▸ TEXT BLOCK
[Start of section]
One fatality was the result of yet another incident involving migrant smugglers and the Greek coast guard in the waters of the eastern Aegean near Symi, with reports stating that the pilot of the speedboat was killed before dawn on Friday.

An initial coast guard announcement said the speedboat was detected coming from the opposite Turkish coast towards the Dodecanese Isle from the northwest. When approached by a coast guard patrol boat the craft’s pilot ignored visual and loudspeaker orders to stop, and at one point rammed the latter vessel’s port side.

Coast guard personnel first fired warning shots in the air, with no result. They then fired at the speedboat’s outboard engine to halt the boat. Once finally stopped in the water, the pilot of the craft was found fatally injured, possibly by a direct hit from a flare.

The body of the victim, described only as a 39-year-old man, was taken to a hospital on the island of Rhodes for an autopsy.

Another 13 people – seven men, one woman and five minors – on the speedboat, ostensibly third country nationals attempting to illegally land on Greek territory, were led to the Symi harbor. Two of the latter men were arrested on migrant-smuggling charges.

While significant decreased from the mass influx of third country nationals landing on Greek isles in 2015 and 2016, smuggling incidents continue unabated in the eastern Aegean and, increasingly, along the southern coast of Crete. Crime networks operating from western Turkey and with “tentacles” in Greece and throughout Europe are believed to have made billions of euros from funneling illegal migrants towards EU territory.
[End of section]
▸ DATA
[Start of section]
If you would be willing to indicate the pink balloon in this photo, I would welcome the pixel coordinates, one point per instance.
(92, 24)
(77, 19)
[End of section]
▸ YOUR GOAL
Reproduce the passage from the report on the Symi speedboat incident, beginning at the words "Another 13 people" and stopping after "towards EU territory.".

▸ TASK ANSWER
Another 13 people – seven men, one woman and five minors – on the speedboat, ostensibly third country nationals attempting to illegally land on Greek territory, were led to the Symi harbor. Two of the latter men were arrested on migrant-smuggling charges.

While significant decreased from the mass influx of third country nationals landing on Greek isles in 2015 and 2016, smuggling incidents continue unabated in the eastern Aegean and, increasingly, along the southern coast of Crete. Crime networks operating from western Turkey and with “tentacles” in Greece and throughout Europe are believed to have made billions of euros from funneling illegal migrants towards EU territory.